**What you are asked to do:** Instruction for the data below: set down exactly the lines from the line with "Target: white building on hilltop" to the line with "x=687, y=357", inclusive, and no others.

**Source material:**

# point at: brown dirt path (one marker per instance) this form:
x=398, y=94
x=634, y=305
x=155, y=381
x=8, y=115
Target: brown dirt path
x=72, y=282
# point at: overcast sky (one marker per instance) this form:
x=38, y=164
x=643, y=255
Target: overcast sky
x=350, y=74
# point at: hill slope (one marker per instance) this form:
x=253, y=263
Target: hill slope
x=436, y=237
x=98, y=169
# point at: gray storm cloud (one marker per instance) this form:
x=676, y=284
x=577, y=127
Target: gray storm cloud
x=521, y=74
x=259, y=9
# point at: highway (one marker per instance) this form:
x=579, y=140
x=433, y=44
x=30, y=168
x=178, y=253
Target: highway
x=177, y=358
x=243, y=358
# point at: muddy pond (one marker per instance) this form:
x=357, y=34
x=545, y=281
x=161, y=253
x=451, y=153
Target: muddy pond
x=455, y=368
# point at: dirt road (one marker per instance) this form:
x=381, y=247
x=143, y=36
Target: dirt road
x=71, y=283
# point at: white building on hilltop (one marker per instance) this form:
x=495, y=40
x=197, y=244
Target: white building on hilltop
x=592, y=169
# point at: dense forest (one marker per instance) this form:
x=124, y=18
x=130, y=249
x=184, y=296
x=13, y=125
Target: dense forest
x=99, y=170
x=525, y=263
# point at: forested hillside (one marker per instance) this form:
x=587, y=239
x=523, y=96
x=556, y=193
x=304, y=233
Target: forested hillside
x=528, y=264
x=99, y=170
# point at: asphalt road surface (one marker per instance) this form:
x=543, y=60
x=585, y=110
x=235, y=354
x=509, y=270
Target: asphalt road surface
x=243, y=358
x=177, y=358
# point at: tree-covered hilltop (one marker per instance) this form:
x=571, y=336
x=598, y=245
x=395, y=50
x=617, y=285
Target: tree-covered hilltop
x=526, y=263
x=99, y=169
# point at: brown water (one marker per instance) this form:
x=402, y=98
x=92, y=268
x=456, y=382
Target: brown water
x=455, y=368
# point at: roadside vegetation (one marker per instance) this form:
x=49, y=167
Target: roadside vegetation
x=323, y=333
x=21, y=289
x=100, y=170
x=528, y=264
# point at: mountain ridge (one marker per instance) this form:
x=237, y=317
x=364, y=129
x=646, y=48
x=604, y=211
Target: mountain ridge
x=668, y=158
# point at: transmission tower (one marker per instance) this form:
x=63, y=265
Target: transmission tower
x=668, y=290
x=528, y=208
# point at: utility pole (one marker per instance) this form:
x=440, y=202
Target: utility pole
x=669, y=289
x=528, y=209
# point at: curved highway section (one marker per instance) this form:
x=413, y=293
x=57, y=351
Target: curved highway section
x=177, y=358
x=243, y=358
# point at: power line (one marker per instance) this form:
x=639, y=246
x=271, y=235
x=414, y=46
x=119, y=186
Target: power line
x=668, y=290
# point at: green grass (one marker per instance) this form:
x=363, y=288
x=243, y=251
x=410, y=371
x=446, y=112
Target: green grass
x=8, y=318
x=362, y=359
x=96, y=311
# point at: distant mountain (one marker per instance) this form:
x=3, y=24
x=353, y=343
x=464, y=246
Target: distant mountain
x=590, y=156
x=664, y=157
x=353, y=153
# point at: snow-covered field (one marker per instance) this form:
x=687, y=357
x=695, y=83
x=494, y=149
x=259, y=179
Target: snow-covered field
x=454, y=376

...

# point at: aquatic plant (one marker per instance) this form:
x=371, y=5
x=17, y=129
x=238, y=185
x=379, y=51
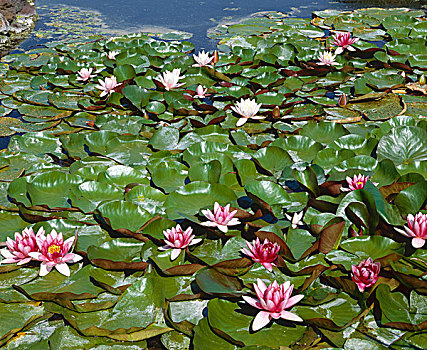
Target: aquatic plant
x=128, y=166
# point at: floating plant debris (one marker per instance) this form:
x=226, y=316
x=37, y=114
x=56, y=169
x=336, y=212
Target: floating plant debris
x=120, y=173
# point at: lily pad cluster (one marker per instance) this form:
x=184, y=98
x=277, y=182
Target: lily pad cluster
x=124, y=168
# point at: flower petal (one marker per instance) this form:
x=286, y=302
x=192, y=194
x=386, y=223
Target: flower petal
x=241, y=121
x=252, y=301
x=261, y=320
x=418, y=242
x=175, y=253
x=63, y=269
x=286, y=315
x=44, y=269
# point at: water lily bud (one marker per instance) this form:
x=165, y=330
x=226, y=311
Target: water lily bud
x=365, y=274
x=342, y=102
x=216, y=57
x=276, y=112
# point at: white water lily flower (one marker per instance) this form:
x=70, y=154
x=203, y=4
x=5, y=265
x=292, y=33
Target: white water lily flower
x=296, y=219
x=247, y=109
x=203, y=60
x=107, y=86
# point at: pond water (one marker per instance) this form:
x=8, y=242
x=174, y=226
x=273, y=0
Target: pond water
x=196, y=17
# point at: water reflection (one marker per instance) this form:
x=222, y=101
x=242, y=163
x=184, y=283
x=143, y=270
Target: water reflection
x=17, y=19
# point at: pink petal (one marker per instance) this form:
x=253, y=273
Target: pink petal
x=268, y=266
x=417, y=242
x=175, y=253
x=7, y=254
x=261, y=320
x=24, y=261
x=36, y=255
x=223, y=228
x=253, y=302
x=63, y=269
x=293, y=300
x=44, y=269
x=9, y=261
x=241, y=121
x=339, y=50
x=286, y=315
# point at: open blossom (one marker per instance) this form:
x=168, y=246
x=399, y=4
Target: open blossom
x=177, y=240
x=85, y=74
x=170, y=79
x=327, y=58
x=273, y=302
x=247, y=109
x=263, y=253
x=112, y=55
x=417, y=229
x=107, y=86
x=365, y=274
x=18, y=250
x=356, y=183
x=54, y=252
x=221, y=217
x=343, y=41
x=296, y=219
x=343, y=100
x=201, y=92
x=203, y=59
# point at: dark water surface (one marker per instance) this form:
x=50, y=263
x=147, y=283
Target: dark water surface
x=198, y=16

**Answer to the exercise:**
Target: white building on hilltop
x=592, y=169
# point at: dense forest (one marker per instance) this form:
x=124, y=18
x=130, y=249
x=184, y=296
x=13, y=125
Target: dense forest
x=99, y=170
x=525, y=263
# point at: forested hillside (one marker per instance) this form:
x=587, y=239
x=523, y=96
x=556, y=193
x=304, y=233
Target: forested hillside
x=528, y=264
x=99, y=170
# point at: asphalt road surface (one marker per instance) this form:
x=543, y=60
x=585, y=110
x=235, y=354
x=509, y=270
Target: asphalt road surface
x=243, y=358
x=177, y=358
# point at: tree-covered hilltop (one marker per instance) this form:
x=571, y=336
x=598, y=245
x=395, y=50
x=617, y=285
Target: tree-covered hilltop
x=526, y=263
x=99, y=169
# point at: brown water (one marker per instance) this form:
x=402, y=98
x=92, y=268
x=456, y=382
Target: brown water
x=455, y=368
# point at: roadside vegetation (one marker per instance) this form:
x=49, y=167
Target: roadside vegetation
x=323, y=333
x=21, y=289
x=100, y=170
x=528, y=264
# point at: mountain ridge (one marker per instance) this form:
x=237, y=317
x=364, y=129
x=646, y=48
x=604, y=211
Target: mountain ridge
x=668, y=158
# point at: transmission tower (one marker per instance) this form:
x=63, y=265
Target: transmission tower
x=668, y=290
x=528, y=208
# point at: utility pole (one marker per instance) this form:
x=440, y=202
Target: utility pole
x=669, y=289
x=528, y=209
# point at: curved highway section (one marker per instance) this form:
x=413, y=293
x=57, y=351
Target: curved highway section
x=177, y=358
x=243, y=358
# point at: power line (one marker per instance) this form:
x=639, y=246
x=271, y=235
x=414, y=46
x=119, y=186
Target: power line
x=668, y=290
# point at: green grass (one marker per instance) this form:
x=363, y=288
x=243, y=251
x=410, y=371
x=446, y=112
Target: green grass
x=8, y=318
x=362, y=359
x=96, y=311
# point at: distant mountain (one marker per instance) this form:
x=3, y=24
x=353, y=343
x=464, y=246
Target: distant mountain
x=590, y=156
x=664, y=157
x=353, y=153
# point at: snow-covered field (one marker per instance) this form:
x=687, y=357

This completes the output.